-- Material for the task follows --

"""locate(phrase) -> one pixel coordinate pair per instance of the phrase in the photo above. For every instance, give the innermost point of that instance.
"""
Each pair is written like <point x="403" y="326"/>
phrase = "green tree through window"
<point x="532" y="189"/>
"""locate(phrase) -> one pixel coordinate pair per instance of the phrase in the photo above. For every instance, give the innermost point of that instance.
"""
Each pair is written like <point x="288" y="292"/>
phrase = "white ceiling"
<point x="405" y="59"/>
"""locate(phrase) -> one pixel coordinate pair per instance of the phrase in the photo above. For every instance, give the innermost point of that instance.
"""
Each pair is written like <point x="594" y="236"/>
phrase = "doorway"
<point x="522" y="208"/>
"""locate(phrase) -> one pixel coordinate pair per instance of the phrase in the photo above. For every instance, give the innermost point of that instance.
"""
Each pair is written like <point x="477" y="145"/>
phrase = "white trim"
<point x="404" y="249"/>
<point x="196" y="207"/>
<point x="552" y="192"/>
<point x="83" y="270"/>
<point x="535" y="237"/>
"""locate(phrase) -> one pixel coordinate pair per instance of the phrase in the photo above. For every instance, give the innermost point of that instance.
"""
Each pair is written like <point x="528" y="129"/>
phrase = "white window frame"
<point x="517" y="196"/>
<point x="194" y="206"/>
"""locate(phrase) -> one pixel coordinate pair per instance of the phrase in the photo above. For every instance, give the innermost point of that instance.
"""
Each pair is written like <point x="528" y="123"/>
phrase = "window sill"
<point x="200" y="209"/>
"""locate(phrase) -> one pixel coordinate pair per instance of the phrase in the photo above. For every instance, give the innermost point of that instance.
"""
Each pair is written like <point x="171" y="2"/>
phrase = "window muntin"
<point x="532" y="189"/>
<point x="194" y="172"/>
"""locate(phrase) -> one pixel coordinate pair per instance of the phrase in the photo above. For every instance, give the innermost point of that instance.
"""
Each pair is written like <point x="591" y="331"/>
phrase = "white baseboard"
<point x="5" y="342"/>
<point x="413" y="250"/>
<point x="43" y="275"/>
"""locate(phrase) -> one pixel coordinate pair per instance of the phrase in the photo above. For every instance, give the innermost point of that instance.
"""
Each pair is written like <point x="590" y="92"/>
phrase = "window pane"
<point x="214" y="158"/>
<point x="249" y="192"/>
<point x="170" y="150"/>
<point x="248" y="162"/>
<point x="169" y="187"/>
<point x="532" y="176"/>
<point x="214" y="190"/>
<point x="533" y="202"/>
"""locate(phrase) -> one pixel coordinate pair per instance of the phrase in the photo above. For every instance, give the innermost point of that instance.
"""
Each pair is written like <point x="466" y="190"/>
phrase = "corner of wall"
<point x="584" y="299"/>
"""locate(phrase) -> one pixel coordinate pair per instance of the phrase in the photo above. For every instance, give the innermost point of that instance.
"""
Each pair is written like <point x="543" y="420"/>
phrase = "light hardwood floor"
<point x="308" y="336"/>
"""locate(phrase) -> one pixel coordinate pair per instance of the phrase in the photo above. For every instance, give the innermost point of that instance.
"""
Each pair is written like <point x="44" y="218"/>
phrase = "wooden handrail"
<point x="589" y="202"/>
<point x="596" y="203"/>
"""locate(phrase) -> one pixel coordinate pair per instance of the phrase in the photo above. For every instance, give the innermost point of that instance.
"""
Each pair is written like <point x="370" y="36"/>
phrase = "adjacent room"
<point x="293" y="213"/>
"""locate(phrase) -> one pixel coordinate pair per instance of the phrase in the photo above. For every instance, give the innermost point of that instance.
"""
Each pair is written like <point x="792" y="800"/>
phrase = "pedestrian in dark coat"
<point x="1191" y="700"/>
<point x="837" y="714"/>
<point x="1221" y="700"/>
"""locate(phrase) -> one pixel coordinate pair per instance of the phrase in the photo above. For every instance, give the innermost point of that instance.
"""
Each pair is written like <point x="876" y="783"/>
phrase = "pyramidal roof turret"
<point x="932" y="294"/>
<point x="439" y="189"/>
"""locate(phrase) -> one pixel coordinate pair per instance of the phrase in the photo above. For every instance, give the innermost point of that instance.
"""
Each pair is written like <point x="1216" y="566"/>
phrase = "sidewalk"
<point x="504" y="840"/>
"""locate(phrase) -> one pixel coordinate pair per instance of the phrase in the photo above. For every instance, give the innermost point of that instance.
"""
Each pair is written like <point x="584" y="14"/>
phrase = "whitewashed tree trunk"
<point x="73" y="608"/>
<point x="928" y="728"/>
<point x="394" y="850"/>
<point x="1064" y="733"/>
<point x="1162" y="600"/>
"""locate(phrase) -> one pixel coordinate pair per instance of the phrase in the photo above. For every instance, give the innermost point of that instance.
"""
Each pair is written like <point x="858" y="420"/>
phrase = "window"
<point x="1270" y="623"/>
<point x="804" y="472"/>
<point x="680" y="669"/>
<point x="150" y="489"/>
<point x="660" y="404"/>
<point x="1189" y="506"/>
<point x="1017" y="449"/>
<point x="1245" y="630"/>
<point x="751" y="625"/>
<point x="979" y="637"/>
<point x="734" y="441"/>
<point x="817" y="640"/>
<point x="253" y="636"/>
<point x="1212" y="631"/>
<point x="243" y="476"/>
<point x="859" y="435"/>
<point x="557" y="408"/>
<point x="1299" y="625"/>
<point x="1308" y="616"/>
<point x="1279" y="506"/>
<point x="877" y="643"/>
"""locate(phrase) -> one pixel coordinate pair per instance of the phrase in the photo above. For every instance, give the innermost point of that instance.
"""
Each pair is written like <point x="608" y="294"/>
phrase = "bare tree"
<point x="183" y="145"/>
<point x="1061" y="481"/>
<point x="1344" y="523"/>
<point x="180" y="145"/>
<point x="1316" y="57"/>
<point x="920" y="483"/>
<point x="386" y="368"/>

-- Material for the task concluded --

### Task prompt:
The response has to match the data exactly, line for line.

### Solved exercise:
"""locate(phrase) -> one pixel coordinate pair per instance of the phrase in the photo above. For every instance, give the innermost point of that instance.
"""
Each pair is written like <point x="403" y="326"/>
phrase = "green tree through window"
<point x="532" y="189"/>
"""locate(phrase) -> one pixel coordinate pair per instance of the phrase in the photo above. For every instance, give the innermost point of that instance.
"""
Each pair is written like <point x="288" y="292"/>
phrase = "white ceiling"
<point x="405" y="59"/>
"""locate(phrase) -> one pixel coordinate pair per instance of the phrase in the photo above. For every instance, give the innermost point of that instance.
"""
Each pair is written like <point x="594" y="236"/>
phrase = "doorway"
<point x="522" y="208"/>
"""locate(phrase) -> one pixel coordinate pair per instance of the phrase in the photo above. For every instance, give the innermost point of that instance.
"""
Each pair is written like <point x="477" y="145"/>
phrase = "white trim"
<point x="404" y="249"/>
<point x="196" y="207"/>
<point x="552" y="192"/>
<point x="83" y="270"/>
<point x="535" y="237"/>
"""locate(phrase) -> one pixel coordinate pair per instance of the phrase in the photo above. For every instance, give the innermost point of that instance.
"""
Each pair is written like <point x="528" y="129"/>
phrase = "white window frame"
<point x="517" y="196"/>
<point x="194" y="206"/>
"""locate(phrase) -> one pixel coordinate pair per instance of the phrase in the photo above. For every instance, give the innermost point of that instance.
"""
Each pair is written like <point x="528" y="123"/>
phrase = "window sill"
<point x="200" y="209"/>
"""locate(phrase) -> one pixel coordinate pair per instance of the phrase in the photo above. For every instance, give the innermost point of that instance.
"""
Each pair is written like <point x="171" y="2"/>
phrase = "window muntin"
<point x="532" y="189"/>
<point x="194" y="172"/>
"""locate(phrase) -> one pixel coordinate pair per instance of the phrase in the photo above. For every instance, give the innermost point of that instance.
"""
Each pair is written like <point x="591" y="331"/>
phrase = "white baseboard"
<point x="5" y="342"/>
<point x="413" y="250"/>
<point x="43" y="275"/>
"""locate(phrase) -> one pixel coordinate pair per instance of the phrase in the photo above. For every instance, give the innermost point of that instance.
"""
Each pair is written like <point x="590" y="92"/>
phrase = "window pane"
<point x="214" y="158"/>
<point x="249" y="192"/>
<point x="170" y="150"/>
<point x="248" y="162"/>
<point x="169" y="187"/>
<point x="532" y="176"/>
<point x="214" y="190"/>
<point x="533" y="202"/>
"""locate(phrase) -> one pixel coordinate pair per instance of the phrase in the photo above. For every instance, give the innermost point of that instance.
"""
Each pair is written like <point x="466" y="190"/>
phrase = "corner of wall"
<point x="584" y="299"/>
"""locate(phrase) -> one pixel coordinate pair per instance of the phrase in the photo above. For every instance, give the innermost point of that instance.
"""
Each pair is written like <point x="543" y="420"/>
phrase = "light hardwood floor"
<point x="308" y="336"/>
"""locate(phrase) -> one pixel coordinate pair per instance of the phrase in the photo above. For every instance, give the innermost point of that instance.
"""
Each pair is written like <point x="44" y="218"/>
phrase = "wooden handrail"
<point x="589" y="202"/>
<point x="596" y="203"/>
"""locate(phrase) -> one pixel coordinate pair per instance of the phrase in the photo above. For every instance, give the innermost point of that instance.
"""
Each pair is written like <point x="370" y="36"/>
phrase = "adjacent room"
<point x="293" y="213"/>
"""locate(phrase) -> one pixel coordinate pair per instance of the phrase in the photo above. For every instance, give the innermost point of that instance.
"""
Each pair is written like <point x="792" y="800"/>
phrase = "pedestrian in dark coat"
<point x="1191" y="700"/>
<point x="837" y="714"/>
<point x="1221" y="700"/>
"""locate(phrase) -> one pixel coordinate pair per instance of the phrase in the photo above. For every instance, give the innermost point of that instance.
"""
Each pair is written like <point x="876" y="783"/>
phrase = "pyramidal roof turret"
<point x="932" y="294"/>
<point x="439" y="189"/>
"""locate(phrase) -> one pixel coordinate pair per instance of the phrase in the photo above. For every instance, give the innermost point of that instance.
"""
Each pair is written like <point x="1216" y="566"/>
phrase = "sidewalk"
<point x="504" y="840"/>
"""locate(phrase) -> one pixel coordinate pair per instance of the phrase in the photo above. For every instance, give the innermost point of that instance.
"""
Each pair is written like <point x="584" y="14"/>
phrase = "whitewashed tree trunk"
<point x="73" y="608"/>
<point x="928" y="728"/>
<point x="394" y="850"/>
<point x="1064" y="733"/>
<point x="1162" y="600"/>
"""locate(phrase) -> one pixel coordinate pair per instance of the phrase in the photo above. For every instance, give the innermost point of that instance.
"""
Each pair is written like <point x="858" y="420"/>
phrase = "window"
<point x="1270" y="623"/>
<point x="804" y="472"/>
<point x="680" y="669"/>
<point x="150" y="489"/>
<point x="660" y="404"/>
<point x="1189" y="506"/>
<point x="1017" y="449"/>
<point x="1245" y="630"/>
<point x="751" y="625"/>
<point x="979" y="637"/>
<point x="734" y="441"/>
<point x="817" y="640"/>
<point x="253" y="636"/>
<point x="1212" y="631"/>
<point x="243" y="476"/>
<point x="859" y="435"/>
<point x="557" y="408"/>
<point x="1299" y="625"/>
<point x="1308" y="616"/>
<point x="1279" y="506"/>
<point x="877" y="643"/>
"""locate(phrase) -> one pixel coordinate pair per instance of the phrase in the photo above. For every instance, give the innermost point of that instance.
"""
Each pair is written like <point x="608" y="294"/>
phrase = "bare tree"
<point x="183" y="145"/>
<point x="1061" y="481"/>
<point x="1344" y="523"/>
<point x="180" y="145"/>
<point x="1316" y="57"/>
<point x="920" y="483"/>
<point x="386" y="368"/>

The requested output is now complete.